→ Kutipan Terpilih:
• • •
SEMUA SUDAH SURATAN TAQDIR
Rizqi, ajal, untung, celaka dan segala hal yang terjadi di muka bumi ini telah Alloh tetapkan taqdirnya. Banyak orang yang begitu menggebu untuk mencari kekakayaan dan keberuntungan bahkan dengan cara-cara yang tidak dibenarkan oleh Agama padahal segalanya telah Alloh gariskan. Di sisi lain ada sebagian orang yang enggan untuk bekerja, dengan enteng seloroh yang biasa diucapkan adalah “ lah, kalau sudah taqdirnya mau gimana ? “. Pada edisi kali ini kami mengajak pembaca untuk mengkaji bagaimana penjelasan para ulama’ berkaitan dengan taqdir supaya kita tidak terjerumus dalam kesalahan dalam memahami taqdir
MACAM-MACAM
TAQDIR
Takdir
ada empat macam yang kesemuanya merupakan ilmu Alloh, dalam artian merupakan
rahasia Alloh yang tidak dapat diketahui oleh seorang pun. Empat macam taqdir
itu adalah :
1.
Taqdir azali ( taqdir
umum )
Taqdir jenis ini mencatat semua hal
yang akan terjadi di dunia ini. Alloh mencatatnya lima puluh ribu tahun sebelum
penciptaan langit dan bumi bersamaan dengan penciptaan pena. Hal ini
sebagaimana firman Alloh Ta’ala dan hadits Nabi sholallohu ‘alaihi wasalam :
“ tiada suatu bencanapun yang menimpa di
bumi dan (tidak pula) pada dirimu sendiri melainkan telah tertulis dalam kitab
(Lauhul Mahfuzh) sebelum Kami menciptakannya. Sesungguhnya yang demikian itu
adalah mudah bagi Allah.” ( QS. Al-Hadid 22 )
• • •
→ Bagian Data:
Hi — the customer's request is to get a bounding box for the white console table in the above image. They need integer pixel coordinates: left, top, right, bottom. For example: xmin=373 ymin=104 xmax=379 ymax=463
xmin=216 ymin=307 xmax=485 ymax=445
• • •
→ Yang Harus Dikerjakan:
1/ Menurut teks tentang takdir, kapan Alloh mencatat taqdir azali?
2/ Teruskan teks tentang takdir mulai dari bagian terakhir yang ditampilkan.

→ Sebagai Tanggapan:
1/ Alloh mencatatnya lima puluh ribu tahun sebelum penciptaan langit dan bumi, bersamaan dengan penciptaan pena.

2/
عَنْ عَبْدِ اللَّهِ
بْنِ عَمْرِو بْنِ الْعَاصِ قَالَ سَمِعْتُ رَسُولَ اللَّهِ صَلَّى اللَّهُ عَلَيْهِ
وَسَلَّمَ يَقُولُ كَتَبَ اللَّهُ مَقَادِيرَ الْخَلَائِقِ قَبْلَ أَنْ يَخْلُقَ السَّمَاوَاتِ
وَالْأَرْضَ بِخَمْسِينَ أَلْفَ سَنَةٍ قَالَ وَعَرْشُهُ عَلَى الْمَاءِ
Dari Abdullah bin Amru bin Ash bahwasaya
beliau berkata, “ aku mendengar Rosululloh sholallahu alaihi wasalam bersabda,
Alloh telah menulis taqdir segala makhluk sejak lima puluh ribu tahun sebelum
Dia menciptakan langit dan bumi, Beliau bersabda dan arsy-Nya berada diatas air
“ ( HR. Muslim dalam shohih juz 8 hal. 51 )
2.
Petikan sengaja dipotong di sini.